Your instructions:
Beginning at the line that contains "829, 1414, 905, 1723", transcribe the remaining lines of the listing exactly; include the final line and omit everything before.

§ §

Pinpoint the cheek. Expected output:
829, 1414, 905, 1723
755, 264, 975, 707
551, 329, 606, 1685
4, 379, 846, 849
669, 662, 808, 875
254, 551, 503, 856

§ §

Answer section:
829, 1414, 905, 1723
755, 264, 975, 707
551, 329, 606, 1685
4, 379, 846, 849
669, 662, 808, 875
254, 551, 503, 856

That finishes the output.